# [What to produce]
Find each line in the material below that contains the word "white" and copy those lines out.
--- START OF Supplied records ---
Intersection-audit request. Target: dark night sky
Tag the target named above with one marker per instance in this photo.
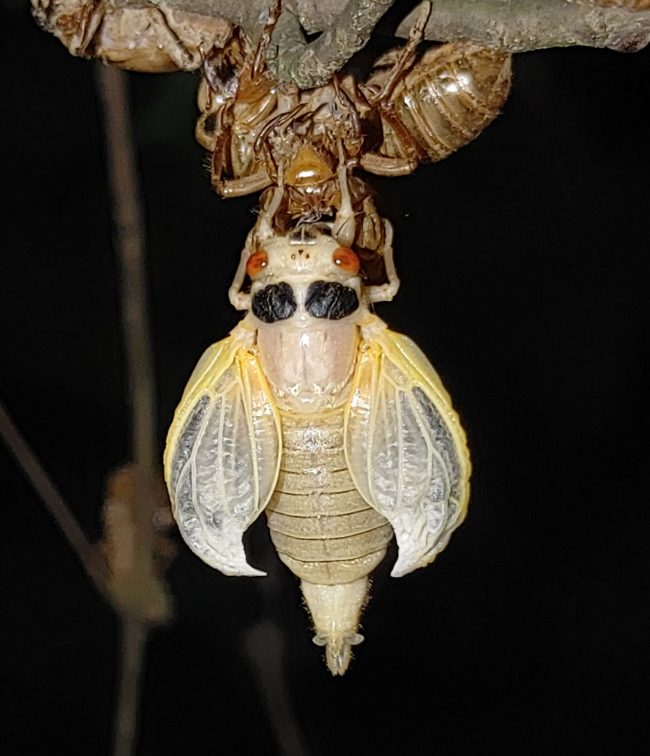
(524, 272)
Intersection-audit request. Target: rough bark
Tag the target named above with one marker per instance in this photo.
(162, 35)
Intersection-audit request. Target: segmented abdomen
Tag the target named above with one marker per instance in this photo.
(451, 95)
(322, 528)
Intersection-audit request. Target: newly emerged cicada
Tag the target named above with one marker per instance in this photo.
(313, 410)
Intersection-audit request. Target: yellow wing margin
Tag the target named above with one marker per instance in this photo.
(405, 446)
(223, 452)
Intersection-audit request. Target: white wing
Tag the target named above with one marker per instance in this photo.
(223, 453)
(405, 446)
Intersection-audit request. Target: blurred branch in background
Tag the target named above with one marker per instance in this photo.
(136, 493)
(166, 35)
(89, 555)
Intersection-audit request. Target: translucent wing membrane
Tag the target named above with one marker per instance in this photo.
(405, 447)
(223, 453)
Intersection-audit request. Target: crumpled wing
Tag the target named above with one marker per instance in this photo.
(223, 453)
(405, 447)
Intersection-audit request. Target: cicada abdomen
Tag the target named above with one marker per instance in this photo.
(441, 104)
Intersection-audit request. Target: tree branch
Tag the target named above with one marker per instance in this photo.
(164, 35)
(522, 25)
(311, 65)
(88, 554)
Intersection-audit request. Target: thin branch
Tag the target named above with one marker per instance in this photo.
(129, 244)
(133, 642)
(88, 555)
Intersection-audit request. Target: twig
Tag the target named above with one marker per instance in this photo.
(160, 35)
(89, 555)
(133, 640)
(129, 243)
(522, 25)
(310, 65)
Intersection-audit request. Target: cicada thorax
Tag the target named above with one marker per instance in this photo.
(451, 94)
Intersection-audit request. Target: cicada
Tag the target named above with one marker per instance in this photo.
(313, 410)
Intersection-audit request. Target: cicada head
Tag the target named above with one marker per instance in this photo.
(305, 273)
(307, 252)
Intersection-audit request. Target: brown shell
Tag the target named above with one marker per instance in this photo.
(149, 39)
(450, 96)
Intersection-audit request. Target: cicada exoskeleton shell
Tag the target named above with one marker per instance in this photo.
(441, 104)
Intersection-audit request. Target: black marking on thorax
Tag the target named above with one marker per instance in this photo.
(274, 302)
(325, 299)
(331, 300)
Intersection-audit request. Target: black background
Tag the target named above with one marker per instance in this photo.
(524, 272)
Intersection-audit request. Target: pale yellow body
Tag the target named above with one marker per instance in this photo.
(339, 428)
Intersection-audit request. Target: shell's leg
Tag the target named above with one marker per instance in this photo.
(345, 227)
(405, 59)
(386, 292)
(336, 610)
(259, 59)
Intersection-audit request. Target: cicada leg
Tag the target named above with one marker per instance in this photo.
(405, 59)
(344, 229)
(396, 165)
(386, 292)
(259, 61)
(263, 230)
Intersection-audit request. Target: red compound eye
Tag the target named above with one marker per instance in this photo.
(347, 260)
(256, 263)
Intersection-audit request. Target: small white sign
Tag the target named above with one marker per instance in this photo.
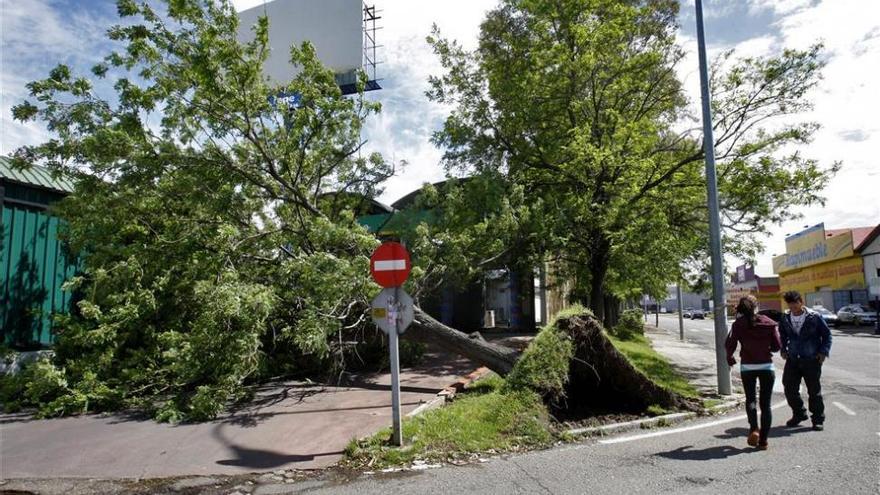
(392, 308)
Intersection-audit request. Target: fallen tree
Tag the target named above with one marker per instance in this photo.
(598, 375)
(426, 329)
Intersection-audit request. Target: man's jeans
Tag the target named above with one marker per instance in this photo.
(810, 371)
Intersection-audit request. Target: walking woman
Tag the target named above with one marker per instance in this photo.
(758, 338)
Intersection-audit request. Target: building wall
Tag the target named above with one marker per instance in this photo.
(823, 267)
(843, 274)
(33, 266)
(871, 264)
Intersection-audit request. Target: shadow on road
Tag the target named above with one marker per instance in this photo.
(777, 432)
(266, 459)
(688, 453)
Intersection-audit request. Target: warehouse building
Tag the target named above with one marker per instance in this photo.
(825, 266)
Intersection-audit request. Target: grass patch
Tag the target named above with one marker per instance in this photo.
(638, 350)
(486, 417)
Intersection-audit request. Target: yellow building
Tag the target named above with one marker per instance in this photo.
(824, 266)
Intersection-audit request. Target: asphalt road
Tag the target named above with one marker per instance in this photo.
(708, 456)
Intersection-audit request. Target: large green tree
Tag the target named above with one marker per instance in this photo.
(215, 244)
(579, 104)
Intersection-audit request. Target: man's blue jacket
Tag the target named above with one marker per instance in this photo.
(813, 339)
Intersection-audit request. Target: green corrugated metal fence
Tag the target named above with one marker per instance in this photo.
(33, 266)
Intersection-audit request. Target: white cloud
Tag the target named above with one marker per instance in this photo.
(846, 105)
(34, 37)
(403, 130)
(779, 7)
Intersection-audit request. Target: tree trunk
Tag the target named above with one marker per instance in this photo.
(426, 329)
(598, 271)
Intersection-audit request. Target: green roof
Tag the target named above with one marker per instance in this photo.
(35, 175)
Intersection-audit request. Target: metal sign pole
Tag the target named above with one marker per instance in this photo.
(680, 312)
(397, 431)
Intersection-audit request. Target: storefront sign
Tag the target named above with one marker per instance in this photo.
(843, 274)
(812, 247)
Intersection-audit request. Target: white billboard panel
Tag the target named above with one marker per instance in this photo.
(334, 27)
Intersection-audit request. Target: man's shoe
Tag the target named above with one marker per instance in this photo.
(753, 438)
(796, 420)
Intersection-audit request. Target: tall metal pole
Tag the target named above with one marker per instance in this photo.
(396, 428)
(657, 315)
(714, 219)
(680, 312)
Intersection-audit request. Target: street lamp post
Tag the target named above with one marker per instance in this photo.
(714, 218)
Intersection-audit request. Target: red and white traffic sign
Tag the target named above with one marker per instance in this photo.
(390, 265)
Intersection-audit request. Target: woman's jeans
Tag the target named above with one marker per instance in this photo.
(750, 381)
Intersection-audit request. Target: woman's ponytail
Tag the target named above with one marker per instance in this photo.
(748, 308)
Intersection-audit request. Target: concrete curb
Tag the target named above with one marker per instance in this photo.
(448, 393)
(664, 420)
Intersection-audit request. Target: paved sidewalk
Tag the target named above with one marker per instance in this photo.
(289, 425)
(694, 361)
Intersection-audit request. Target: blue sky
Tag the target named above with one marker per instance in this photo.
(37, 34)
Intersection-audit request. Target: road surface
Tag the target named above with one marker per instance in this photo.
(707, 456)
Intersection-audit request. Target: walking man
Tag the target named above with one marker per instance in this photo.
(806, 343)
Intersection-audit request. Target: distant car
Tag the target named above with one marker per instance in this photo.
(773, 314)
(857, 315)
(830, 318)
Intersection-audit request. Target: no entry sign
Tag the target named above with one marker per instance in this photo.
(390, 265)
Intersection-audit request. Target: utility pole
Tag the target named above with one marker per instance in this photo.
(680, 312)
(719, 306)
(657, 315)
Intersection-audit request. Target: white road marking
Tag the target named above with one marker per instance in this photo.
(680, 430)
(387, 265)
(844, 408)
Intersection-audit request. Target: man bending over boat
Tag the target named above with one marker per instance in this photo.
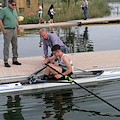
(65, 64)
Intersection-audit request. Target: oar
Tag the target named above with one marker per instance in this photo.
(81, 70)
(71, 80)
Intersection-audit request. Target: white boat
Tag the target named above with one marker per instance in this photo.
(78, 76)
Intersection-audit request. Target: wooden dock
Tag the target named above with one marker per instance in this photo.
(72, 23)
(104, 60)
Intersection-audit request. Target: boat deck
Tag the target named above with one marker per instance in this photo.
(85, 61)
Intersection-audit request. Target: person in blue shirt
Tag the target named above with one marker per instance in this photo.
(9, 26)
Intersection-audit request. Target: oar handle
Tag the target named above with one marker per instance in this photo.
(70, 79)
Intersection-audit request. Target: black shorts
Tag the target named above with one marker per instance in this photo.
(63, 78)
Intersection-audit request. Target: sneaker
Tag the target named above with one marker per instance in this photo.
(16, 63)
(6, 65)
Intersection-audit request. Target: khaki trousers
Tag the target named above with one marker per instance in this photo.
(10, 37)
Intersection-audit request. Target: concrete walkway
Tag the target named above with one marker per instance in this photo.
(87, 60)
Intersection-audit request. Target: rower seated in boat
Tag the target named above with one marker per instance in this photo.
(65, 64)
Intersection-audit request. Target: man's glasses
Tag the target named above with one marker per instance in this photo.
(13, 4)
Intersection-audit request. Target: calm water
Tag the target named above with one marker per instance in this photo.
(69, 104)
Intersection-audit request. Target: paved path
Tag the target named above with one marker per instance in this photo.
(87, 60)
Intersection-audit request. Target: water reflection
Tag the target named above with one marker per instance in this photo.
(61, 103)
(13, 108)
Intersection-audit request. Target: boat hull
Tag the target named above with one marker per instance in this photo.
(61, 84)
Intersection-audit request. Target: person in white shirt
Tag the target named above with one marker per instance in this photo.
(40, 13)
(65, 64)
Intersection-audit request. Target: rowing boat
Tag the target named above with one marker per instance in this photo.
(84, 77)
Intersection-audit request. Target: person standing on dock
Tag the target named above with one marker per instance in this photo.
(40, 12)
(85, 7)
(9, 26)
(49, 40)
(51, 13)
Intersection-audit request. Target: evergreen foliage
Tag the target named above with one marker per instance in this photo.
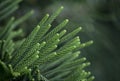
--- END OF Supplied records ---
# [Result of the exercise]
Intersection-audit request. Target: white wing
Intersection-audit request. Target: small white sign
Intersection-audit request. Target: white cloud
Intersection-audit request. Target: white billboard panel
Intersection-audit request. Target: red and white traffic sign
Intersection-audit request. Target: white road marking
Intersection-audit request. Target: white boat
Intersection-audit request. Target: person in white shirt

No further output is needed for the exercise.